- _Work to complete_
Retype the records below exactly as they appear.

+ + +

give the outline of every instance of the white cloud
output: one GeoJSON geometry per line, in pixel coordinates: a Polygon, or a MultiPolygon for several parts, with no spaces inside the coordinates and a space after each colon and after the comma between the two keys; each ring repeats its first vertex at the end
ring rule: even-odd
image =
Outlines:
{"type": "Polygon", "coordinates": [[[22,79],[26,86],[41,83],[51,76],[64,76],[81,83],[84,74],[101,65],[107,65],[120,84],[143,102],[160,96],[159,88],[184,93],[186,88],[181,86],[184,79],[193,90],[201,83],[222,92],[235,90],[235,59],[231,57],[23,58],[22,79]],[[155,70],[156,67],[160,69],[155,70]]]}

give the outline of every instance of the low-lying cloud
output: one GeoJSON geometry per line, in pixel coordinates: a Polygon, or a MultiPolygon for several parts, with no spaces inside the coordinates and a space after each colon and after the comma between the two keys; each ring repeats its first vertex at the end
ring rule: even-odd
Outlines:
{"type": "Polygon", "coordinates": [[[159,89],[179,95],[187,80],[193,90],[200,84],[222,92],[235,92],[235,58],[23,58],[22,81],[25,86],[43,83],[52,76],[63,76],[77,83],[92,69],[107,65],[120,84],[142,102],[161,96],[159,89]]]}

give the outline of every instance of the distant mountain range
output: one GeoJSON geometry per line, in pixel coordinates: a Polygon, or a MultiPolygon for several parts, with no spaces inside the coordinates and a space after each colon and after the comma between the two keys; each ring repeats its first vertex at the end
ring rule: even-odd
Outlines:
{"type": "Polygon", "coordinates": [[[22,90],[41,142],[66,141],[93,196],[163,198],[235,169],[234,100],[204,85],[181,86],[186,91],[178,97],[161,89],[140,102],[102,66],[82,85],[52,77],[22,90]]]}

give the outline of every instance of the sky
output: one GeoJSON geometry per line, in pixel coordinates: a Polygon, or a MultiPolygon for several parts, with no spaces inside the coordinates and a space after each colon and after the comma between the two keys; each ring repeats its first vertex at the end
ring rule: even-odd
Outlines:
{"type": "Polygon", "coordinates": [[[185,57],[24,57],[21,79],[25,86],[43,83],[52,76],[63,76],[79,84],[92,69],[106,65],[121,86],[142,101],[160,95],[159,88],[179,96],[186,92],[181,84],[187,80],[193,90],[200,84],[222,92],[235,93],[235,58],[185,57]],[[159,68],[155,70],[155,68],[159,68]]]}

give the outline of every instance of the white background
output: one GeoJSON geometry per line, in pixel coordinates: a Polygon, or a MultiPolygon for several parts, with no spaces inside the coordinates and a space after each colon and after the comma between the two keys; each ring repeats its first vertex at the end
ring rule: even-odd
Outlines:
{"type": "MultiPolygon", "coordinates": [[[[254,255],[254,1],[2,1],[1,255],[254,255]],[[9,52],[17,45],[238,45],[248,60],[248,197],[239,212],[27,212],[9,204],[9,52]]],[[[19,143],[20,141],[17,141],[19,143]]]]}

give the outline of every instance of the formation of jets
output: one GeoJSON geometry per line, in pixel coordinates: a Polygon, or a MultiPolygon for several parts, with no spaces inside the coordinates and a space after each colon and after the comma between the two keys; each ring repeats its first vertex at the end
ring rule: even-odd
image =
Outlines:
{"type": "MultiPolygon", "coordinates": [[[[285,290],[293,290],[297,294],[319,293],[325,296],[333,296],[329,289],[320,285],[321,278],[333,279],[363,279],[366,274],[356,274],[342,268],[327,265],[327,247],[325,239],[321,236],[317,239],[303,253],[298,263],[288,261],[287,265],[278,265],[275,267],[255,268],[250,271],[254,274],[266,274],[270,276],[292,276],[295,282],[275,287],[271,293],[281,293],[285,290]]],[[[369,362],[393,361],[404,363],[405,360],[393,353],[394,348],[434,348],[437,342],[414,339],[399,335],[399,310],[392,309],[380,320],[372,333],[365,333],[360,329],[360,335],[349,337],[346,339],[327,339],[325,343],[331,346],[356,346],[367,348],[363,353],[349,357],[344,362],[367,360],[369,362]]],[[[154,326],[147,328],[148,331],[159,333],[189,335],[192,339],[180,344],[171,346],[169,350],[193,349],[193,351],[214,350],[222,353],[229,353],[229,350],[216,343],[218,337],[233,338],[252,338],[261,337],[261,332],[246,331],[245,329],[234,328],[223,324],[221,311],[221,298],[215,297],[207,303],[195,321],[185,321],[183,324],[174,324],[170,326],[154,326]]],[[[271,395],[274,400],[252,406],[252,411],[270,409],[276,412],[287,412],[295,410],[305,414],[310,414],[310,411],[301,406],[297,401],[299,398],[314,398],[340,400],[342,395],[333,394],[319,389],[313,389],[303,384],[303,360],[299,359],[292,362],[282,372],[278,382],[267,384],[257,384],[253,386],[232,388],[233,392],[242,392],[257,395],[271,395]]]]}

+ + +

- _Full answer_
give the outline of every instance of the white cloud
output: one GeoJSON geometry per line, in pixel coordinates: a Polygon, or a MultiPolygon for several parts, with no spaces inside the coordinates and a space after each colon and after the comma between the two keys; each ring repeats its first vertex at the end
ring rule: even-odd
image =
Outlines:
{"type": "Polygon", "coordinates": [[[22,79],[26,86],[41,83],[51,76],[64,76],[81,83],[84,74],[101,65],[107,65],[120,84],[143,102],[160,96],[159,88],[184,93],[186,88],[181,86],[184,79],[193,90],[201,83],[222,92],[235,90],[235,59],[231,57],[23,58],[22,79]],[[155,70],[156,67],[160,69],[155,70]]]}

give the outline of every instance of the low-lying cloud
output: one GeoJSON geometry per line, in pixel coordinates: a Polygon, or a MultiPolygon for several parts, with no spaces inside the coordinates and a space after each colon and after the comma between the two keys; each ring repeats its first vertex at the end
ring rule: even-odd
Outlines:
{"type": "Polygon", "coordinates": [[[159,89],[179,95],[187,80],[193,90],[200,84],[222,92],[235,92],[235,58],[23,58],[22,81],[25,86],[43,83],[52,76],[63,76],[77,83],[92,69],[107,65],[120,84],[142,102],[161,96],[159,89]]]}

give the outline of every instance of the distant mountain range
output: one GeoJSON geometry per line, in pixel coordinates: a Polygon, or a MultiPolygon for several parts, with no spaces inside the coordinates and a space after each colon and after the comma between the two keys; each ring repeats its first vertex at the end
ring rule: even-odd
Outlines:
{"type": "Polygon", "coordinates": [[[22,90],[41,142],[66,141],[93,196],[163,198],[235,169],[234,100],[204,85],[181,86],[186,91],[178,97],[161,89],[140,102],[102,66],[82,85],[52,77],[22,90]]]}

give the outline of every instance of the sky
output: one GeoJSON geometry per line, in pixel coordinates: a Polygon, or a MultiPolygon for several parts, with no spaces inside the coordinates and a space after each colon and after the comma between the two keys; each ring repeats its first vertex at the end
ring rule: even-odd
Outlines:
{"type": "Polygon", "coordinates": [[[185,57],[24,57],[21,79],[25,86],[43,83],[52,76],[63,76],[79,84],[92,69],[106,65],[121,86],[142,101],[160,95],[159,88],[179,96],[186,92],[181,84],[187,80],[193,90],[200,84],[222,92],[235,93],[235,58],[185,57]],[[159,68],[155,70],[155,68],[159,68]]]}

give the outline of every instance of the white background
output: one GeoJSON geometry per line, in pixel coordinates: a Polygon, or a MultiPolygon for several parts, with no spaces inside the coordinates and a space after each colon and after the comma between the two keys; each ring repeats its first vertex at the end
ring rule: even-odd
Outlines:
{"type": "MultiPolygon", "coordinates": [[[[254,255],[254,1],[2,1],[1,255],[254,255]],[[9,52],[17,45],[238,45],[248,60],[248,197],[239,212],[27,212],[9,204],[9,52]]],[[[19,143],[20,141],[17,141],[19,143]]]]}

give the outline of every instance of the formation of jets
output: one GeoJSON geometry per line, in pixel coordinates: a Polygon, or a MultiPolygon for several parts, with no spaces inside the coordinates and a space after each colon and after the comma between the two keys; each ring repeats its first vertex at the end
ring rule: even-odd
image =
Outlines:
{"type": "MultiPolygon", "coordinates": [[[[285,290],[293,290],[297,294],[319,293],[325,296],[333,296],[329,289],[320,285],[321,278],[333,279],[363,279],[366,274],[356,274],[342,268],[327,265],[327,247],[325,239],[321,236],[317,239],[303,253],[298,263],[288,261],[287,265],[278,265],[275,267],[255,268],[250,271],[254,274],[266,274],[270,276],[292,276],[295,282],[275,287],[271,293],[281,293],[285,290]]],[[[369,362],[393,361],[404,363],[405,360],[393,353],[394,348],[434,348],[437,342],[414,339],[399,335],[399,310],[392,309],[380,320],[372,333],[365,333],[360,329],[360,335],[349,337],[346,339],[327,339],[325,343],[331,346],[356,346],[367,348],[363,353],[349,357],[344,362],[367,360],[369,362]]],[[[154,326],[147,328],[148,331],[159,333],[189,335],[192,339],[180,344],[171,346],[169,350],[193,349],[193,351],[214,350],[222,353],[229,353],[229,350],[216,343],[218,337],[233,338],[252,338],[261,337],[261,332],[246,331],[245,329],[234,328],[223,324],[221,311],[221,298],[215,297],[207,303],[195,321],[185,321],[183,324],[174,324],[170,326],[154,326]]],[[[271,395],[274,400],[252,406],[252,411],[270,409],[276,412],[287,412],[295,410],[305,414],[310,414],[310,411],[301,406],[297,401],[299,398],[314,398],[340,400],[342,395],[333,394],[319,389],[313,389],[303,384],[303,360],[299,359],[292,362],[282,372],[278,382],[267,384],[257,384],[253,386],[232,388],[233,392],[242,392],[257,395],[271,395]]]]}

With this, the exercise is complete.